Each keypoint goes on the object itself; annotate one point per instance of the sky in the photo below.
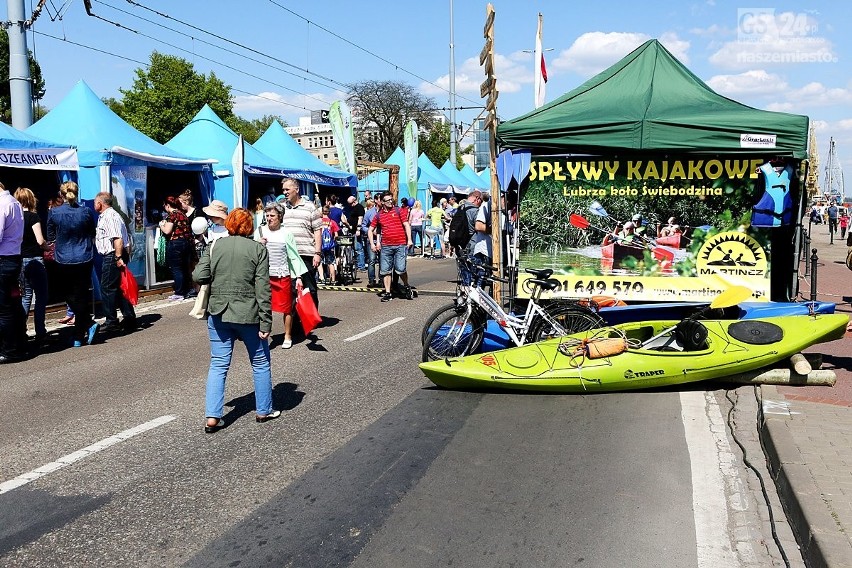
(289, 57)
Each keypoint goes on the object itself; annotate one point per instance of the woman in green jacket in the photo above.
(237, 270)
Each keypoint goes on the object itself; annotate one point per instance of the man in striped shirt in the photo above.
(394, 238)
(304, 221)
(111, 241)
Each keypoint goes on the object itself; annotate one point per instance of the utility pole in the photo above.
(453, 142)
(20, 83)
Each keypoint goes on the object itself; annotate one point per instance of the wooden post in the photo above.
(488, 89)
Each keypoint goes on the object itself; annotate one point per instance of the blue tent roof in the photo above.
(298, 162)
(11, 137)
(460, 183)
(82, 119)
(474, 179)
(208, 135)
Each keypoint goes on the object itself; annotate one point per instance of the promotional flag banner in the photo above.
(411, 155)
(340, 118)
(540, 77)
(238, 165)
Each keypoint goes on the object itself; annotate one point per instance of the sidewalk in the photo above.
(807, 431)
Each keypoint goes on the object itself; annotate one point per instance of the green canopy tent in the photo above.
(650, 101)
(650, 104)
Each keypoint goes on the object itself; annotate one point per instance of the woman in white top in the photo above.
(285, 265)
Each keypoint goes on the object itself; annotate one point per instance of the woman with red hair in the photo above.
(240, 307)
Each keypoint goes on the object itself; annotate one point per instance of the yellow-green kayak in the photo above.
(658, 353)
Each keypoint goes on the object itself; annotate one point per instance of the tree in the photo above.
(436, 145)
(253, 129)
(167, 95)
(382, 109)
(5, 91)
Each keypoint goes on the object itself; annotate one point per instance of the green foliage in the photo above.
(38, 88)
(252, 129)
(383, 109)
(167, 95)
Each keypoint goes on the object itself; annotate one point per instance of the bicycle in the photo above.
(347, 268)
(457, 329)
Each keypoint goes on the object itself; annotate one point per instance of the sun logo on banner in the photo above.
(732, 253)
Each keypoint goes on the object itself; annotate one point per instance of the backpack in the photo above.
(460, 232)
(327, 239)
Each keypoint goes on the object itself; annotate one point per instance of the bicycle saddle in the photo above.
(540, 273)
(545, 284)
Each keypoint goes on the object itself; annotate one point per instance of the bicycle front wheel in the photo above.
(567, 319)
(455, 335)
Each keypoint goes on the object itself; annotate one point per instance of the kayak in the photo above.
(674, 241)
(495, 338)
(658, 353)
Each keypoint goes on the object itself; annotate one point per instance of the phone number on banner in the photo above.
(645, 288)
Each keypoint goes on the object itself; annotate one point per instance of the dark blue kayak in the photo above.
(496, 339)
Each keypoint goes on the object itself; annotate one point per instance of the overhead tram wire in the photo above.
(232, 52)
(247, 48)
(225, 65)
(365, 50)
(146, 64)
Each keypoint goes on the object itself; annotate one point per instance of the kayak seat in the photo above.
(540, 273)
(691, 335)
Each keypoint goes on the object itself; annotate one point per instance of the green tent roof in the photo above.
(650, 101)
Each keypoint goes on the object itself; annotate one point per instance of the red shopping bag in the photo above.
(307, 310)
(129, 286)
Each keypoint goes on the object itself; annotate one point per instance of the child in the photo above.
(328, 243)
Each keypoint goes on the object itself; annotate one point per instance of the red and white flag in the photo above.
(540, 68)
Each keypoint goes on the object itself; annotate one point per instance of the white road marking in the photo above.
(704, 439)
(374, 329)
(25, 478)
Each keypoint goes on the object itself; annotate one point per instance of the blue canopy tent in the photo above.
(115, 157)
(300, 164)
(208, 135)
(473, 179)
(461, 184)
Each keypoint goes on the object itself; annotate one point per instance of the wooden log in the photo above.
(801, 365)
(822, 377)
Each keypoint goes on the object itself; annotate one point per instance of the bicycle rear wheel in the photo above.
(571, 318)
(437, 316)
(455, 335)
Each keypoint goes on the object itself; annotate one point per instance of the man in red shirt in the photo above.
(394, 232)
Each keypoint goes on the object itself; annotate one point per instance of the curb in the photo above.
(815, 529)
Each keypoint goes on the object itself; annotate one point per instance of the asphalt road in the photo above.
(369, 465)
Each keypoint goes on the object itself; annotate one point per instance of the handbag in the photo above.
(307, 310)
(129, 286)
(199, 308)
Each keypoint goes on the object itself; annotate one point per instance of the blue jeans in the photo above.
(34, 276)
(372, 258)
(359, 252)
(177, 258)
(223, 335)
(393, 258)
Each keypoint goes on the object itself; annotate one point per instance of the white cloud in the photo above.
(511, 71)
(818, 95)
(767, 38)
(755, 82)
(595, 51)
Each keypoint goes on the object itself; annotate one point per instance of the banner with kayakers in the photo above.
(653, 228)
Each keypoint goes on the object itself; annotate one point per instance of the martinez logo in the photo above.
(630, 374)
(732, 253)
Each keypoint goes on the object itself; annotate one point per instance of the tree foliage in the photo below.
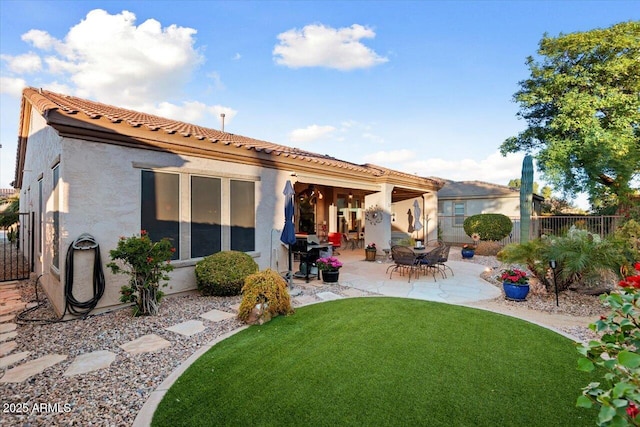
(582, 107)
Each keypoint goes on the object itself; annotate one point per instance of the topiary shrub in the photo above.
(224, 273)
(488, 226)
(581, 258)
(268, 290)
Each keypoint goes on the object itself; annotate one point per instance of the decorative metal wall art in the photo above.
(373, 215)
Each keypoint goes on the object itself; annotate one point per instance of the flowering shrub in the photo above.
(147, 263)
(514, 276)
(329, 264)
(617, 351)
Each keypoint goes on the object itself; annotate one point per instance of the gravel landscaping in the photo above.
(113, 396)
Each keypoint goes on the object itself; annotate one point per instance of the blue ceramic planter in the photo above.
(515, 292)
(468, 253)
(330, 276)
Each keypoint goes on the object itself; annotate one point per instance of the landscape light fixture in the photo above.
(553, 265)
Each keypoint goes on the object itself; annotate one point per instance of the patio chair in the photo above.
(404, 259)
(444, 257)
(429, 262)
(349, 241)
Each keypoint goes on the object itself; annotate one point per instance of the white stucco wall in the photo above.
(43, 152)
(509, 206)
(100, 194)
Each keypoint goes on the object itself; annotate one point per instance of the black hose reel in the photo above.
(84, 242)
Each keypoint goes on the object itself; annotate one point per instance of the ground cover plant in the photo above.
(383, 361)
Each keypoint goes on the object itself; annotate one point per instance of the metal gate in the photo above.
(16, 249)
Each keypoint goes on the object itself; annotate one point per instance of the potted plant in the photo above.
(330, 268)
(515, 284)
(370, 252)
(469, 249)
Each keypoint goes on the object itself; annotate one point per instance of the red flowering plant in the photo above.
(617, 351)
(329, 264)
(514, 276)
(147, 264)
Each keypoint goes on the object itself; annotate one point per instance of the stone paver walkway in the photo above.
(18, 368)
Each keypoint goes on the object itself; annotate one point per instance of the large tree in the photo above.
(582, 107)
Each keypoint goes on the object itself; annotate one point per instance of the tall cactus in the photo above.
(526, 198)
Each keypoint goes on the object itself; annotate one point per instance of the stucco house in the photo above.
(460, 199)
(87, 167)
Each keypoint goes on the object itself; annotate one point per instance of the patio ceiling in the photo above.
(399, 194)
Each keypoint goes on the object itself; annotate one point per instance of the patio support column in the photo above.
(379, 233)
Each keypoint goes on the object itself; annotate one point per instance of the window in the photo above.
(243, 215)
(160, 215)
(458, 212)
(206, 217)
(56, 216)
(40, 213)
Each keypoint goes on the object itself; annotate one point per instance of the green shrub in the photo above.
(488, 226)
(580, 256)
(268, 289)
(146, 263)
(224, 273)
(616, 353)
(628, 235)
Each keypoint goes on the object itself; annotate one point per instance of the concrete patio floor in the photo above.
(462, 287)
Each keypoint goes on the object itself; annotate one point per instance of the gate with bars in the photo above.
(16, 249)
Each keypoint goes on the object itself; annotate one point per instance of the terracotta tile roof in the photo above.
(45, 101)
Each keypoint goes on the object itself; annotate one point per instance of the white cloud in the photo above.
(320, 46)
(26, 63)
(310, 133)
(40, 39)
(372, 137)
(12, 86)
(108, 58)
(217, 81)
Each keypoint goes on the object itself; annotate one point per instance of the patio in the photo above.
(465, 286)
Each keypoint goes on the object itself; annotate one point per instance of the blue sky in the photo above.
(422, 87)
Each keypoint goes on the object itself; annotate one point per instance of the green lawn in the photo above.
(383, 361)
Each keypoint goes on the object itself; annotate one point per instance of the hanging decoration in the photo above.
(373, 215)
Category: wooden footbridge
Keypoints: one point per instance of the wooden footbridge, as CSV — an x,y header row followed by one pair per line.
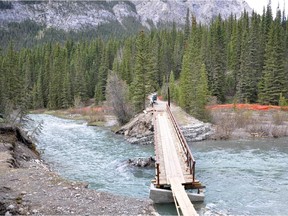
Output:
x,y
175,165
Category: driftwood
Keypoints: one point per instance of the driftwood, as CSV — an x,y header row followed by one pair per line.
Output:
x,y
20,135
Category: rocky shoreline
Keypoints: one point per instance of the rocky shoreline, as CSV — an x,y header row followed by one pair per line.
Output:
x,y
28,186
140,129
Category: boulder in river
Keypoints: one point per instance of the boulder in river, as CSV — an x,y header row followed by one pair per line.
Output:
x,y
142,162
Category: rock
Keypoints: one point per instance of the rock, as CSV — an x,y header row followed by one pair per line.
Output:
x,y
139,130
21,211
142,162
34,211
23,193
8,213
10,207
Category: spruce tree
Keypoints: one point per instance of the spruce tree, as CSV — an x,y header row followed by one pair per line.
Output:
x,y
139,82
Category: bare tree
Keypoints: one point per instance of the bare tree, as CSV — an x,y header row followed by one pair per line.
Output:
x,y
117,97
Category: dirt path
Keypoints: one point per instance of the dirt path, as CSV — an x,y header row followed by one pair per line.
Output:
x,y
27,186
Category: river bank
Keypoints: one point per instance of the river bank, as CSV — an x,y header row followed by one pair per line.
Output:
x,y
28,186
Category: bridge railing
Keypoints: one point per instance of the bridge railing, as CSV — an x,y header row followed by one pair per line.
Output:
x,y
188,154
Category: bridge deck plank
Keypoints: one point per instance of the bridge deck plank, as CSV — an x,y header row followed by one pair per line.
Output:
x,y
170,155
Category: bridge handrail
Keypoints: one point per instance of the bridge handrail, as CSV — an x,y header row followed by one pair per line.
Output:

Description of the task:
Write down how many lines above contain the string "handrail", and nothing besides.

Solution for this exercise:
2